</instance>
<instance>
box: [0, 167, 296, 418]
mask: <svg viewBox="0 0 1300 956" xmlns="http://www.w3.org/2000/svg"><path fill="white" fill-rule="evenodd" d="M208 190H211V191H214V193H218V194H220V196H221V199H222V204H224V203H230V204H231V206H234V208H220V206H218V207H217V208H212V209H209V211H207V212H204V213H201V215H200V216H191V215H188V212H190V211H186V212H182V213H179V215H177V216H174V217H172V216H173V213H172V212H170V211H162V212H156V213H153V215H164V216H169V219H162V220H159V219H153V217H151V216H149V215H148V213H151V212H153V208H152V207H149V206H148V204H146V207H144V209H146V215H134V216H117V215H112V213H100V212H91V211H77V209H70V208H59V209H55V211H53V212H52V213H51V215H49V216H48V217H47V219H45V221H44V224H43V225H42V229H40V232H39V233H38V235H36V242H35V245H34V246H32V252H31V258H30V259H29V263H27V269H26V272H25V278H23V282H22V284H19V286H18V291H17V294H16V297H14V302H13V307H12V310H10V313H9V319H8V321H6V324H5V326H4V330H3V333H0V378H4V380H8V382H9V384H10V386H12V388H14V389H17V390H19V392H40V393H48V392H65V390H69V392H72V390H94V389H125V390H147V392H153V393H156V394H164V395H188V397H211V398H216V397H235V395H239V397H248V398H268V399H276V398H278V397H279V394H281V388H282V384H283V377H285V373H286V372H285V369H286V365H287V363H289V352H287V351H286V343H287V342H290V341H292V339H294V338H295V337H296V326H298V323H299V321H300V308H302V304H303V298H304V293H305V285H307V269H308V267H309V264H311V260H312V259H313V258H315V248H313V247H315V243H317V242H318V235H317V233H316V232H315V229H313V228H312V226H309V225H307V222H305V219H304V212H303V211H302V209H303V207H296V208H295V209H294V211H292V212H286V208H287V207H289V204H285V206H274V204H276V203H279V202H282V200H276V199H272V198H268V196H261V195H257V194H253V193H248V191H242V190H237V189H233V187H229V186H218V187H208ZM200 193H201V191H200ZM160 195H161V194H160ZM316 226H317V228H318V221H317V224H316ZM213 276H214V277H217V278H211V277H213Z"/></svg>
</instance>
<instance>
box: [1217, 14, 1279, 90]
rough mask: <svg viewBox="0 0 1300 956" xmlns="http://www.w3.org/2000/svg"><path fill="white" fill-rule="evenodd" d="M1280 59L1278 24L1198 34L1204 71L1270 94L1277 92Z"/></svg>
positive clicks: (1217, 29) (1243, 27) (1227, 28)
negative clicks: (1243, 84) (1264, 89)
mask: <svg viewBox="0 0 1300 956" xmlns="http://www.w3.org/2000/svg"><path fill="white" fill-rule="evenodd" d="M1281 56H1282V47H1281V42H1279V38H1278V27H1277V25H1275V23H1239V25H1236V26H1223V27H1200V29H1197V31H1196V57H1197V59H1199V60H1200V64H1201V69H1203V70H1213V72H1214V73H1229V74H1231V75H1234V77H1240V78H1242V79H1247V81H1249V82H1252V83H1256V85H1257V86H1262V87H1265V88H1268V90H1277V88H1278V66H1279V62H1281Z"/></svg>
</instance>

- - - - - - -

> **Instructions to follow**: All lines in the listing above between the line with "box: [0, 167, 296, 418]" and the line with "box: [1217, 14, 1279, 90]", inclusive, should be set down exactly, and no line outside that range.

> **Exercise output**:
box: [0, 167, 296, 418]
mask: <svg viewBox="0 0 1300 956" xmlns="http://www.w3.org/2000/svg"><path fill="white" fill-rule="evenodd" d="M208 190H211V191H214V193H218V194H220V196H221V199H222V204H224V203H230V204H231V206H234V208H220V206H218V207H217V208H212V209H209V211H207V212H204V213H201V215H200V216H191V215H188V212H190V211H186V212H182V213H179V215H177V216H174V217H172V216H173V213H172V212H170V211H162V212H156V213H153V215H164V216H169V219H162V220H159V219H153V217H151V216H149V215H148V213H151V212H153V208H152V207H149V206H148V204H146V207H144V209H146V215H134V216H117V215H112V213H100V212H91V211H77V209H70V208H59V209H55V211H53V212H52V213H51V215H49V216H48V217H47V219H45V221H44V224H43V225H42V229H40V232H39V233H38V235H36V242H35V245H34V246H32V252H31V258H30V259H29V263H27V269H26V272H25V278H23V282H22V284H19V286H18V291H17V294H16V297H14V302H13V307H12V310H10V313H9V319H8V321H6V324H5V326H4V330H3V333H0V378H4V380H8V382H9V384H10V386H12V388H14V389H17V390H19V392H40V393H48V392H65V390H69V392H72V390H94V389H125V390H147V392H153V393H156V394H164V395H188V397H211V398H216V397H235V395H239V397H248V398H268V399H276V398H278V397H279V394H281V388H282V384H283V377H285V373H286V372H285V369H286V365H287V363H289V352H287V351H286V343H287V342H290V341H292V339H294V338H295V337H296V326H298V323H299V321H300V308H302V304H303V298H304V293H305V285H307V269H308V267H309V264H311V260H312V259H313V258H315V248H313V247H315V243H317V242H318V235H317V233H316V232H315V229H313V228H312V226H309V225H307V222H305V219H304V212H303V211H302V209H303V207H296V208H295V209H294V211H292V212H286V208H287V207H289V204H285V206H274V204H276V203H279V202H282V200H276V199H272V198H268V196H261V195H257V194H253V193H248V191H242V190H237V189H233V187H229V186H218V187H208ZM200 193H201V191H200ZM160 195H161V194H160ZM316 226H317V228H318V221H317V224H316ZM213 276H214V277H217V278H211V277H213Z"/></svg>
</instance>
<instance>
box: [1217, 14, 1279, 90]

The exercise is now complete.